### Exercise prompt
Continue the article about singer Gene Ferrari from the point where it stops.

Top of Excerpt

Romantic Singer Gene Ferrari - Returns To The Italian American Club

 

The “Power of Love” will be evident on March 26th at the Italian American Club in Las Vegas when singer Gene Ferrari takes the stage to present his “Last of the Romantics Concert” at 8 p.m.

Ferrari, who begins and ends his show with that beautiful ballad, has a classy, elegant style in both performance and attire. Saying that his show is “a musical conversation between me and the audience,” he goes on to delight the crowd with music ranging from Nat King Cole to Engelbert Humperdinck, Neil Diamond, Aerosmith and more.

Photo Courtesy Gene Ferrari

I’m a singer in the vein of Engelbert Humperdinck and Tom Jones but I do my own thing and put a different spin on it,” Ferrari says. “Throughout my career, people have compared me to Enge or Tom but then I started choosing my own material. After working clubs and lounges, I began working cruise ships and then made a connection to Don Rickles. I toured with Don as his opening act on most of his dates from 2002-03 until 2010. I played the best venues in the country because of Don and I also opened for Bob Newhart, Joan Rivers, and Pat Cooper.

Bottom of Excerpt
Top of Dataset entries

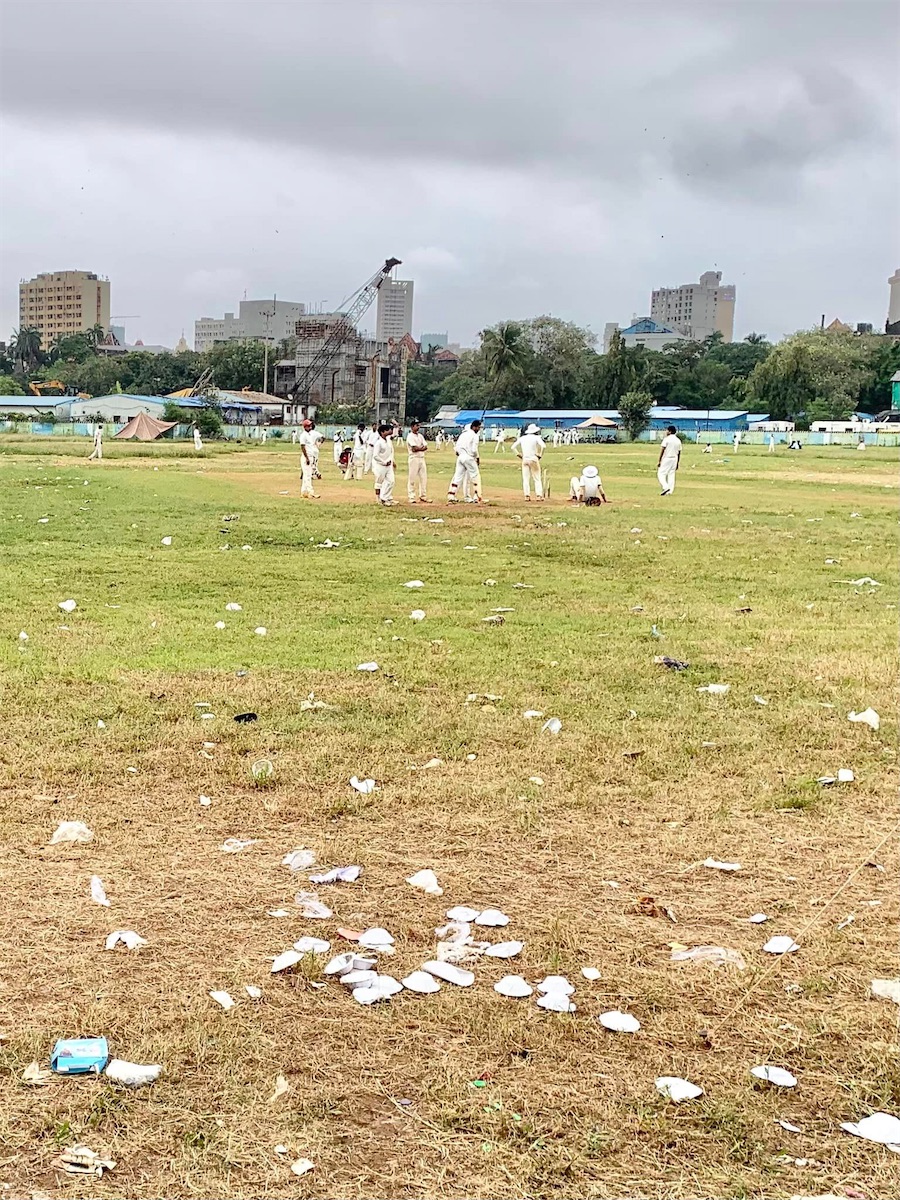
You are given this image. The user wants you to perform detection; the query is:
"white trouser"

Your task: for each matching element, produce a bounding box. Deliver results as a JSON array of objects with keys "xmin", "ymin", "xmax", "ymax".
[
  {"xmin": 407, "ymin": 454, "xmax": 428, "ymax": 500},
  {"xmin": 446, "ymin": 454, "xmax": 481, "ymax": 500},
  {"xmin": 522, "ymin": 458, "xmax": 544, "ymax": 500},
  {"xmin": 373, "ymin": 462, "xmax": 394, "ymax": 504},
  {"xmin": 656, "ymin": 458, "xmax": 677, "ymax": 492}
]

Bottom of Dataset entries

### Response
Ferrari, who still speaks with an Italian accent, was born in a little town in Sicily called Catania. The family later settled in Cairo.

In 1972, Ferrari was brought to America by two gentlemen who helped him put together a band while he set about learning to speak English by watching the TV show, Bonanza. So he bought an Italian-American dictionary, watched hours of soap operas on end and began putting sentences together. He forced himself to start thinking in English instead of translating Italian into English in his thought process. He was determined to integrate himself into the country.

While he was appearing at a hotel in Buffalo, international superstar Engelbert Humperdinck, who was performing at a nearby venue came into the lounge to see Ferrari’s show. He had been brought there by Andy Anka, Paul Anka’s father, who used to book Ferrari and, impressed with Ferrari’s talent, Engelbert ended up becoming the young singer’s mentor.

Ferrari also feels blessed by his association with Don Rickles and what the years of touring with the comedian have done for him.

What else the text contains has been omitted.